*Extracted text*:
________
With ten tests did our ancestors test The Holy One, Blessed is He, in the desert, as it says, “They have tested Me these ten times and did not listen to My voice …” (BaMidbar 14:22). (Pirke Avos 5:6)
There is an inherent problem in the above statement. The verse being quoted is from this week’s parsha and can refer to the problems the Jewish people caused up until the sin of the spies; by the end of the Torah, the number of “tests” will have gone up significantly. However, the mishnah itself is from the time of the second Temple era, long after the close of the Torah, and therefore its list of tests should be longer! Why did the rabbis, seemingly, stop counting the trials with this week’s parsha?
The truth is, even for the ten tests referred to above, the majority of the Jewish people did not get involved. When the Jewish people came to Moshe at the sea and asked sarcastically, “Were there not enough graves in Egypt that you took us out to die here?” (Shemos 14:11); in fact, it had only been Dason and Aviram who spoke to Moshe like that (Nedarim 64b).
And who was it that left over their munn until the morning, after Moshe warned them not to (Shemos 16:19)? Dason and Aviram, and only Dason and Aviram. Furthermore, who was it that called out at a moment of rebellion, “Let us appoint a new leader and return to Egypt?” Again, Dason and Aviram; the vast majority of the Jewish people did not follow their lead, not at the sea, and not with the munn.
In the incident of the golden calf, Dason and Aviram had not been the chief instigators; however, neither had the Jewish people involved themselves with it, except for a few from the weaker element of the nation (and even they didn’t actually worship the calf). According to the Yalkut (Aikev, 852), the Erev Rav (Mixed Multitude) had been totally responsible for that horrific transgression at the base of Mt. Sinai, while the rest of the Jewish people stayed at home in their tents, crouched in terror waiting for Divine retribution.
________
Entries from a pointing dataset:
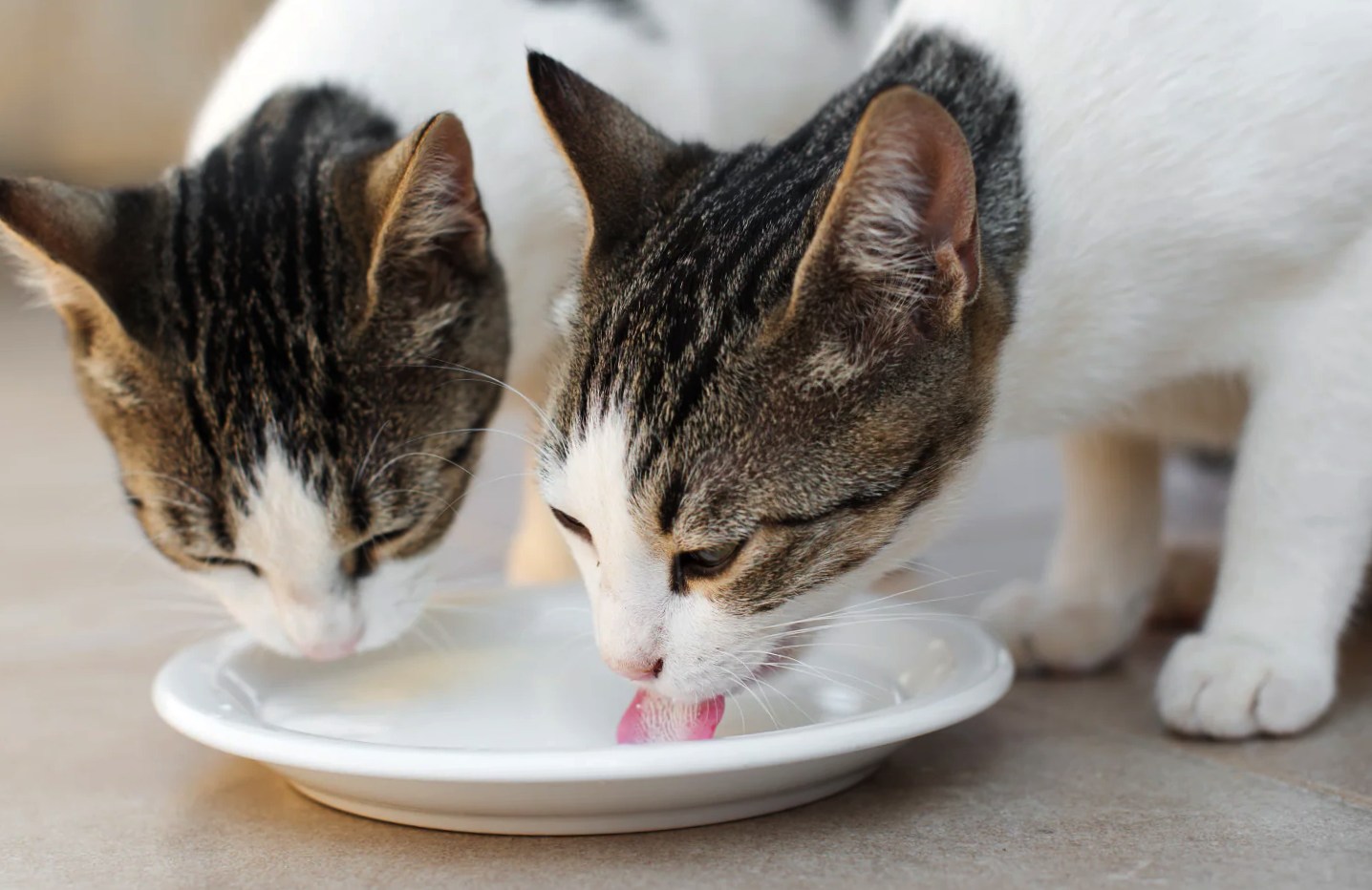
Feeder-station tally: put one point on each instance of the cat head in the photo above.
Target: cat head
(289, 346)
(778, 367)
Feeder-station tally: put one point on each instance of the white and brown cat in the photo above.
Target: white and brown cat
(1129, 223)
(292, 339)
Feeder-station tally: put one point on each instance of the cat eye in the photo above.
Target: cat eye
(710, 562)
(362, 560)
(572, 525)
(225, 562)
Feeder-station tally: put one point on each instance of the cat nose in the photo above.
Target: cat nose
(330, 648)
(637, 670)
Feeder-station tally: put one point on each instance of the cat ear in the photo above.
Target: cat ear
(423, 207)
(616, 155)
(65, 241)
(897, 248)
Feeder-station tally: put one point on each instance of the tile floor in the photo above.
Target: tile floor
(1065, 783)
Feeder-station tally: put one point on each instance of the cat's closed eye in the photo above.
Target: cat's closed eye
(710, 562)
(364, 559)
(226, 562)
(572, 524)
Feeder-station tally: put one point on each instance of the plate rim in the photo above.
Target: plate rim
(377, 760)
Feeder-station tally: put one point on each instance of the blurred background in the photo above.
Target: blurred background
(103, 92)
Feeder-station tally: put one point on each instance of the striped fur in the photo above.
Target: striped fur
(748, 399)
(289, 308)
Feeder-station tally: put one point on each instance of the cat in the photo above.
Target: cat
(1132, 225)
(295, 340)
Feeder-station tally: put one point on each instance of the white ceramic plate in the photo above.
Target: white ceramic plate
(498, 717)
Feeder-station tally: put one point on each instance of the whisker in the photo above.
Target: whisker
(367, 458)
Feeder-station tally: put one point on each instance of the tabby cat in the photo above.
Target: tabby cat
(292, 340)
(1128, 223)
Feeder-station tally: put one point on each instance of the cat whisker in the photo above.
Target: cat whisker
(367, 458)
(416, 455)
(170, 478)
(538, 412)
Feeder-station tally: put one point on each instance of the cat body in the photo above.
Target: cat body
(295, 342)
(1126, 223)
(697, 62)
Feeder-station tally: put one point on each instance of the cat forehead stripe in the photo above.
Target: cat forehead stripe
(724, 255)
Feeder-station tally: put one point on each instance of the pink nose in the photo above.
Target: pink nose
(331, 650)
(637, 670)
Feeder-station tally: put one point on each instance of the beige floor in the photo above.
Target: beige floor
(1065, 783)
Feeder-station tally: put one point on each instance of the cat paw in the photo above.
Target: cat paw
(1233, 689)
(1041, 632)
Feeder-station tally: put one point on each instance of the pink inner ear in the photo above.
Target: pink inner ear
(656, 719)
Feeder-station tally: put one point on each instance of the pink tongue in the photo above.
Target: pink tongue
(654, 719)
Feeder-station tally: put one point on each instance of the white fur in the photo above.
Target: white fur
(1202, 211)
(301, 604)
(713, 69)
(722, 70)
(705, 648)
(1202, 206)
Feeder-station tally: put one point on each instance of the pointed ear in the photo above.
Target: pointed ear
(897, 248)
(616, 155)
(423, 207)
(65, 239)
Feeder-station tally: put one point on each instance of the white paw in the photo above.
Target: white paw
(1233, 689)
(1043, 632)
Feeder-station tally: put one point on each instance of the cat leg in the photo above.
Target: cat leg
(1104, 562)
(537, 554)
(1187, 585)
(1297, 537)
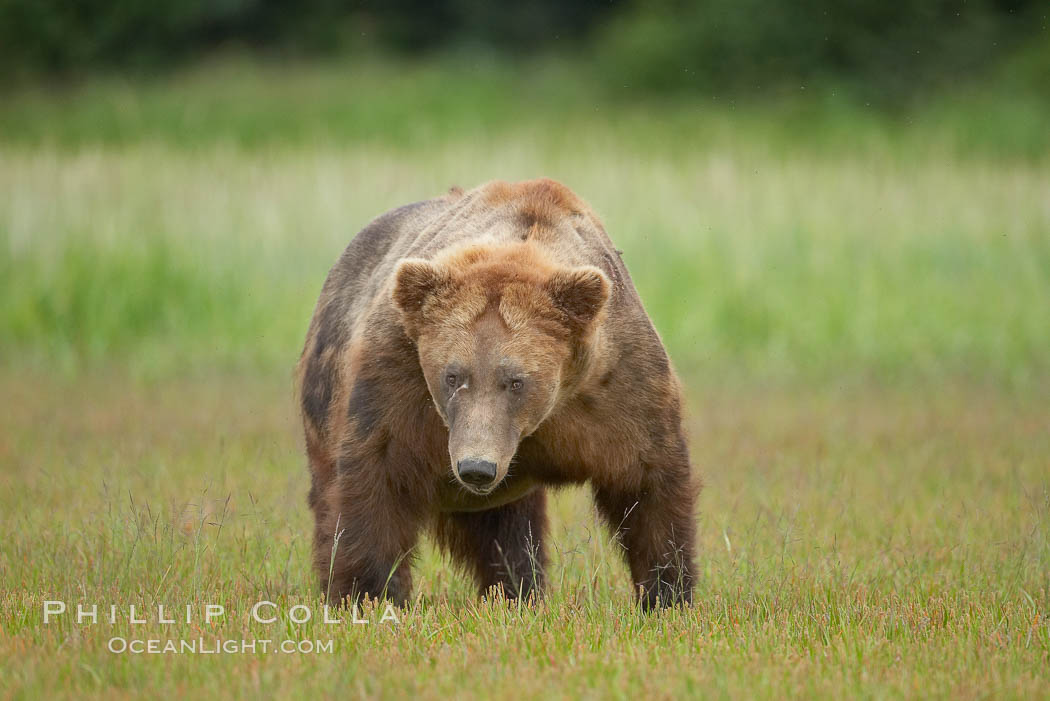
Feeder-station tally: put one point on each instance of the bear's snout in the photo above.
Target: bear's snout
(477, 473)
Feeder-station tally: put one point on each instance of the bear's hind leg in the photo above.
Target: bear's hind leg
(363, 543)
(655, 525)
(504, 548)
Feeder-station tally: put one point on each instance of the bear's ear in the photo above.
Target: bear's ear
(415, 281)
(580, 293)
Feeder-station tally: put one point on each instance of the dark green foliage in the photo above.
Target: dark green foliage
(874, 48)
(880, 48)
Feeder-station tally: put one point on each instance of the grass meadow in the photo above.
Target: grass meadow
(857, 301)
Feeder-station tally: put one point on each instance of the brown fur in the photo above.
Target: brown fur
(518, 270)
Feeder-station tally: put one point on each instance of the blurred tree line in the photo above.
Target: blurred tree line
(662, 45)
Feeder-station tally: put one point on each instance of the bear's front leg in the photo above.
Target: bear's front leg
(654, 524)
(504, 548)
(364, 539)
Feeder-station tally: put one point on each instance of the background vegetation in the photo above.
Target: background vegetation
(837, 215)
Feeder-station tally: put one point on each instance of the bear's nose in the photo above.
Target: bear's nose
(477, 472)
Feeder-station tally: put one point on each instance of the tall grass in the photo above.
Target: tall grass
(757, 263)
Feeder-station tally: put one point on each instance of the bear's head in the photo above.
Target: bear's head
(502, 333)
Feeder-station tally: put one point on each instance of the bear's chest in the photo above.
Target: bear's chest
(454, 496)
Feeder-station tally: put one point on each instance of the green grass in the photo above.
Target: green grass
(855, 299)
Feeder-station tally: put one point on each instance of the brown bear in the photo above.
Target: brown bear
________
*Stated goal 1*:
Answer from the commentary on the ten tests:
(a) Which verse does the mishnah quote?
(b) According to Nedarim 64b, who actually spoke to Moshe at the sea?
(c) According to the Yalkut, who was totally responsible for the golden calf?
*Stated goal 2*: List every source reference given in parentheses in the commentary on the ten tests.
*Stated goal 3*: From the commentary on the ten tests, extract the stretch from "There is an" through "this week’s parsha?".

*Worked solution 1*:
(a) BaMidbar 14:22
(b) Dason and Aviram
(c) The Erev Rav (Mixed Multitude)

*Worked solution 2*:
BaMidbar 14:22
Pirke Avos 5:6
Shemos 14:11
Nedarim 64b
Shemos 16:19
Yalkut (Aikev, 852)

*Worked solution 3*:
There is an inherent problem in the above statement. The verse being quoted is from this week’s parsha and can refer to the problems the Jewish people caused up until the sin of the spies; by the end of the Torah, the number of “tests” will have gone up significantly. However, the mishnah itself is from the time of the second Temple era, long after the close of the Torah, and therefore its list of tests should be longer! Why did the rabbis, seemingly, stop counting the trials with this week’s parsha?